▸ Data records:
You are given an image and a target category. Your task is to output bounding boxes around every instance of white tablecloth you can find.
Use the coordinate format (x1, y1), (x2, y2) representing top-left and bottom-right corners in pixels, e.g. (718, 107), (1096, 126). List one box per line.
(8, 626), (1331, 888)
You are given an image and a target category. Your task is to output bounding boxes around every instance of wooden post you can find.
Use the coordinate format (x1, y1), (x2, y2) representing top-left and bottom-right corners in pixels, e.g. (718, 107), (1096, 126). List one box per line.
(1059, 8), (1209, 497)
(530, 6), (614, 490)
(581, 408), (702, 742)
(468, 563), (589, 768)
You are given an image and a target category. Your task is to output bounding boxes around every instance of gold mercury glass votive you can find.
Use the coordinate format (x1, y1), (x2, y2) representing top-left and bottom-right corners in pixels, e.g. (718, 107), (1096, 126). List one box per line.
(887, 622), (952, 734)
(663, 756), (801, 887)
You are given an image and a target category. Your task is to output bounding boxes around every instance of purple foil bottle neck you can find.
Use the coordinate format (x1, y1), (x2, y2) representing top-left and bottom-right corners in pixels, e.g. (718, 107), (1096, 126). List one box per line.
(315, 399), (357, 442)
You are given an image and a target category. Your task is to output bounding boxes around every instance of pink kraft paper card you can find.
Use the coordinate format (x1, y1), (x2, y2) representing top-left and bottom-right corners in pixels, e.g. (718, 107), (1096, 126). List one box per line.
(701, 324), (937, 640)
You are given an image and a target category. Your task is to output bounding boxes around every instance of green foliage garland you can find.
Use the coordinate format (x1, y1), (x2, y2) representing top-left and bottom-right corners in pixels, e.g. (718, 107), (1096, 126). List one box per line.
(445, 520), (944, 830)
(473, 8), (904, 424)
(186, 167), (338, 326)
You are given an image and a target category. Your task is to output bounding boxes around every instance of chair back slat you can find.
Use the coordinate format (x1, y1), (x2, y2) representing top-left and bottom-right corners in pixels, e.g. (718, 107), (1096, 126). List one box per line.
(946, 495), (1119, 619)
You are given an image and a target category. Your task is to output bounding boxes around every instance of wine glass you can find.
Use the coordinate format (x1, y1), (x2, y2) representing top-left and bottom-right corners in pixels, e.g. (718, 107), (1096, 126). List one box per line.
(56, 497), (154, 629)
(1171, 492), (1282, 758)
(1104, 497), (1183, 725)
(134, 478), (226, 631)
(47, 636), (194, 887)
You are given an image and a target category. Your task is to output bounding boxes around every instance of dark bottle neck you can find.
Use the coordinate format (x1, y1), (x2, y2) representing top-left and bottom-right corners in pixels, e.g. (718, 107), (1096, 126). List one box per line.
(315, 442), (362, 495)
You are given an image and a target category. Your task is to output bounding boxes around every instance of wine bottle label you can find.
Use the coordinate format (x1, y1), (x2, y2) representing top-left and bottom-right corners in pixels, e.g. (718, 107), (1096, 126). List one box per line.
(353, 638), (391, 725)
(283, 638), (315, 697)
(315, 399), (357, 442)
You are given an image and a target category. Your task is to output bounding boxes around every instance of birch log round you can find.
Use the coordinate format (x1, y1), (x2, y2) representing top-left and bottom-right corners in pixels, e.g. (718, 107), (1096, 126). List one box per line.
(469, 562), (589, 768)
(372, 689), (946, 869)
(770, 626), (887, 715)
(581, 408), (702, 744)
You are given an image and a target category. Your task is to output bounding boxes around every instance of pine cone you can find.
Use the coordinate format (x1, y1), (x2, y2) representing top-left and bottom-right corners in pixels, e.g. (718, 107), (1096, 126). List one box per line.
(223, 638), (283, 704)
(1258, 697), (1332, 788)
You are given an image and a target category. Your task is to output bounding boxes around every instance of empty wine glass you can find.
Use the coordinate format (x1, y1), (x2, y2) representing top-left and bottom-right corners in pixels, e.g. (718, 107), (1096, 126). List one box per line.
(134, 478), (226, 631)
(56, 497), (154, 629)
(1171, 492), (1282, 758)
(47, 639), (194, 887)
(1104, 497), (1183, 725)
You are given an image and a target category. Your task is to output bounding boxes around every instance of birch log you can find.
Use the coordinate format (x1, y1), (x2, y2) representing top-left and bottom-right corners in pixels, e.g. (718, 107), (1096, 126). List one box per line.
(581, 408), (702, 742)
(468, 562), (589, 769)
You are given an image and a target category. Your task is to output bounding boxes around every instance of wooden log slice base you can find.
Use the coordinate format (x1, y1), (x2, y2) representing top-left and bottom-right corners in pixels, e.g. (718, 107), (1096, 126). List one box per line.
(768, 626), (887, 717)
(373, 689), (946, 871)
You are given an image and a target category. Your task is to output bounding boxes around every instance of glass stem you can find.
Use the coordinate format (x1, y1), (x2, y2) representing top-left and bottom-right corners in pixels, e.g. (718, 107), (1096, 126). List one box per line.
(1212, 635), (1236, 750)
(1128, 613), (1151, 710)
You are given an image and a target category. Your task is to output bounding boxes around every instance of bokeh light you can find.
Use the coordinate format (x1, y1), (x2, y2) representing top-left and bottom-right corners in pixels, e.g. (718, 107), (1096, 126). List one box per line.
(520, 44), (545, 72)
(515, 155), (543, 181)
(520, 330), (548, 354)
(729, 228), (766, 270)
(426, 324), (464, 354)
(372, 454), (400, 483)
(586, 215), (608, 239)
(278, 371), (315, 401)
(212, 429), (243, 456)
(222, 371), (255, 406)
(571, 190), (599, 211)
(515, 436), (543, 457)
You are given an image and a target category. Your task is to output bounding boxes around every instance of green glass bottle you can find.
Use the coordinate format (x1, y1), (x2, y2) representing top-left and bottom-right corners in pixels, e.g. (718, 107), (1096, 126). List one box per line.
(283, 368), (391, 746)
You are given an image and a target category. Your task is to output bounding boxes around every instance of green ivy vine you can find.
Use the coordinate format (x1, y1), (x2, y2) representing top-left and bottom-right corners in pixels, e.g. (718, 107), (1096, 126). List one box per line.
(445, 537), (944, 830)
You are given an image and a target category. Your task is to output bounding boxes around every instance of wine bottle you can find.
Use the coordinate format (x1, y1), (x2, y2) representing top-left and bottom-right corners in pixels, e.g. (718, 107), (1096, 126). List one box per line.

▸ What the task requires: Reproduce all of the entries above word for word, without changing a single character.

▸ Correct result:
You are given an image and a target category. Your task is to output bounding boxes around every instance of white tablecloth you can find.
Use the coordinate format (x1, y1), (x2, y2) representing top-left and bottom-right corners in pixels, e.g. (718, 107), (1096, 126). List one box per line.
(8, 626), (1331, 888)
You are given an image and a target category. Your task is to output bounding boxes around every instance of wooden post you can find.
Use the coordinate format (x1, y1), (x2, y2) representing top-left and bottom-right corners in pixels, e.g. (718, 107), (1096, 126). List one box per line.
(1059, 8), (1209, 497)
(530, 6), (614, 490)
(581, 408), (702, 742)
(468, 563), (589, 768)
You are given an image and a target category. Your task is to output bounding boxes around every instance of gold mercury glass votive you can find.
Use the coordinate format (x1, y1), (x2, y2) representing top-left and bottom-right corners in pixels, e.g. (718, 107), (1096, 126). List one box per line.
(887, 622), (952, 734)
(663, 756), (801, 887)
You are given an image and a target category. Your task is to output bounding boxes around every instance of purple foil bottle neck you can find.
Use the coordinate format (x1, y1), (x2, y2) representing top-left and bottom-right corners in pixels, e.g. (718, 107), (1096, 126). List one box per line.
(315, 399), (357, 442)
You are given an image and a target category. Your task is to output bounding boxes around every instance of pink kraft paper card you can find.
Use the coordinate format (x1, y1), (x2, y2) representing top-left and bottom-right corners in pixels, e.g. (718, 107), (1096, 126). List one box per line.
(701, 324), (937, 640)
You are given an image and a target category. Your task is to output bounding boxes around every instance of green foliage garland you can find.
Use the coordinate format (x1, y1), (x2, y2) representing top-left and bottom-right corners in pixels, e.g. (718, 107), (1096, 126). List one box per line.
(445, 520), (944, 830)
(473, 8), (904, 424)
(186, 167), (338, 326)
You are given an image and a target category. Your task is to output bounding boxes around every instance of chair back slat you can find.
Use the coordinate format (x1, y1), (x2, y2) representing top-left and bottom-right corners in pixels, e.g. (718, 107), (1096, 126). List one box per line.
(946, 495), (1119, 619)
You are given an image and a target category. Your task is to output bounding boxes around every instance of wine glass you can find.
Use the coordinate format (x1, y1), (x2, y2) representing top-left and bottom-right corners in pixels, e.g. (718, 107), (1096, 126). List one box per line.
(56, 497), (154, 629)
(1171, 492), (1282, 758)
(1104, 497), (1183, 725)
(134, 478), (226, 631)
(47, 636), (194, 887)
You are given an image and a target category. Your task is to output bounding boxes around every instance of dark bottle neck you can find.
Use the coordinate format (x1, y1), (x2, y2) representing top-left and bottom-right corners in pixels, e.g. (718, 107), (1096, 126). List one box per line.
(315, 442), (362, 495)
You are given an image and a target category. Your task is to output bounding boxes around every instance of wine bottle label you can find.
Use the coordinate format (x1, y1), (x2, y2) representing top-left and bottom-right corners in pixels, e.g. (718, 107), (1096, 126). List one box per line.
(353, 638), (391, 725)
(283, 638), (315, 697)
(315, 399), (357, 442)
You are given an image and a target category. Your task is to output bounding boxes around every instance of birch log round you can find.
Use the coordinate format (x1, y1), (x2, y2) representing top-left and bottom-right corners in pixels, e.g. (718, 107), (1096, 126). List one box per line.
(469, 562), (589, 768)
(372, 689), (946, 869)
(770, 626), (887, 715)
(581, 408), (702, 744)
You are given an image and a target category. Your task is to output bounding boxes around every instance of pine cone you can find.
Use the coordinate format (x1, y1), (x2, y2) representing top-left and bottom-right corners in pixels, e.g. (718, 107), (1096, 126). List one box per line.
(223, 638), (283, 704)
(1258, 697), (1332, 788)
You are given an image and a target category. Your task is to output bounding boxes around every instance of empty wine glass you can find.
Use the coordinate format (x1, y1), (x2, y2) representing top-left and bottom-right corners in pixels, e.g. (718, 107), (1096, 126). List one box per line.
(134, 478), (226, 631)
(56, 497), (154, 629)
(1171, 492), (1282, 758)
(47, 639), (194, 887)
(1104, 497), (1183, 725)
You are given an image and a target category. Your task is to output bounding boxes around every instance of birch log you can find.
Use the coordinate format (x1, y1), (x2, y2) representing top-left and bottom-right corners in pixels, e.g. (718, 107), (1096, 126). List one box per line.
(581, 408), (702, 742)
(468, 562), (589, 769)
You are given an image and a target category. Your task is to output bounding boxes around every instance of wooden log slice base you can find.
Use the coordinate format (x1, y1), (x2, y2) representing top-left and bottom-right corners in pixels, e.g. (718, 107), (1096, 126). List one box per line.
(768, 626), (887, 717)
(373, 689), (946, 871)
You are given an image and a target category. Your task is to output bounding boxes around every instance of glass stem you can find.
Use the coordinate format (x1, y1), (x2, y2) representing top-left and bottom-right corners in pixels, e.g. (718, 107), (1096, 126). List one box per line.
(1212, 635), (1236, 750)
(1128, 613), (1151, 710)
You are given an image and a target category. Your task is to output bounding boxes around every instance of bokeh light you can find.
Use the coordinate format (x1, y1), (x2, y2) representing top-left and bottom-right corners in pixels, e.g. (718, 107), (1096, 126). List one box per line.
(520, 44), (545, 72)
(515, 155), (543, 181)
(520, 330), (548, 354)
(729, 228), (766, 270)
(426, 324), (464, 354)
(372, 454), (400, 483)
(586, 215), (608, 239)
(278, 371), (315, 401)
(212, 429), (243, 456)
(222, 371), (255, 406)
(571, 190), (599, 211)
(515, 436), (543, 457)
You are given an image and a target category. Your task is to output bounding boxes around every instance of green glass bottle you can find.
Use the coordinate format (x1, y1), (x2, y2) representing top-left and bottom-right corners in pixels, e.g. (718, 107), (1096, 126). List one box per line.
(283, 368), (391, 746)
You are given an image and a target category. Your task is to output bounding boxes around every instance of green ivy vine you can find.
Use the coordinate format (x1, y1), (x2, y2) representing top-left and bottom-right corners in pixels, e.g. (718, 107), (1096, 126). List one box per line.
(445, 537), (944, 830)
You are given an image and a target category. Your task is to output bounding boxes around every instance of wine bottle you can find.
Use the coordinate format (x1, y1), (x2, y2) representing top-left and bottom-right corners in pixels, e.g. (718, 107), (1096, 126). List one box per line.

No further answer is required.